== EXERCISE INSTRUCTIONS ==
Out of the lines below, please list those that hold the string "tally".

----

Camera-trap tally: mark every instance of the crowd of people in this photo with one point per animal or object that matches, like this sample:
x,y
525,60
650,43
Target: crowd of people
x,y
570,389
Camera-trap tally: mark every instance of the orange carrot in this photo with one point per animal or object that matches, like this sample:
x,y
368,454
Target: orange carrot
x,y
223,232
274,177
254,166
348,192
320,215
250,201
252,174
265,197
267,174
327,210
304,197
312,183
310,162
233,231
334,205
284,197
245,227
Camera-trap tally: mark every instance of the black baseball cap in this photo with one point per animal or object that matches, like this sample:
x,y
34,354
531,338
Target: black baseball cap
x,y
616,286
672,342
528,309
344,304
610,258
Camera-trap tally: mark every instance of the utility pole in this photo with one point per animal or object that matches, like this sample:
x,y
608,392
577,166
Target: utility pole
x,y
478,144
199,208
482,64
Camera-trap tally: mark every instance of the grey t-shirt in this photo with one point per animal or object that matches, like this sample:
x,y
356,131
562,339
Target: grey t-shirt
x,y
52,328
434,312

----

== SOLUTION BELOW ==
Camera-trap tally: mark every instance of the crowd of people in this photo with one point per animal or object that matches, like this sample:
Camera-trap tally: mark every instance of the orange carrot in this photo with one point per animal or object that matches, like this sample:
Camera-trap tally: mark every instance of the black baseball cap in this photo with one point per animal or object that matches, like this sample:
Camera-trap tally: mark every instance of the utility pole in this photo with one point per animal or object that matches, like this sample:
Camera-trap tally: mark every instance of the grey t-shirt in this photo with one point per animal or object that matches, like this sample:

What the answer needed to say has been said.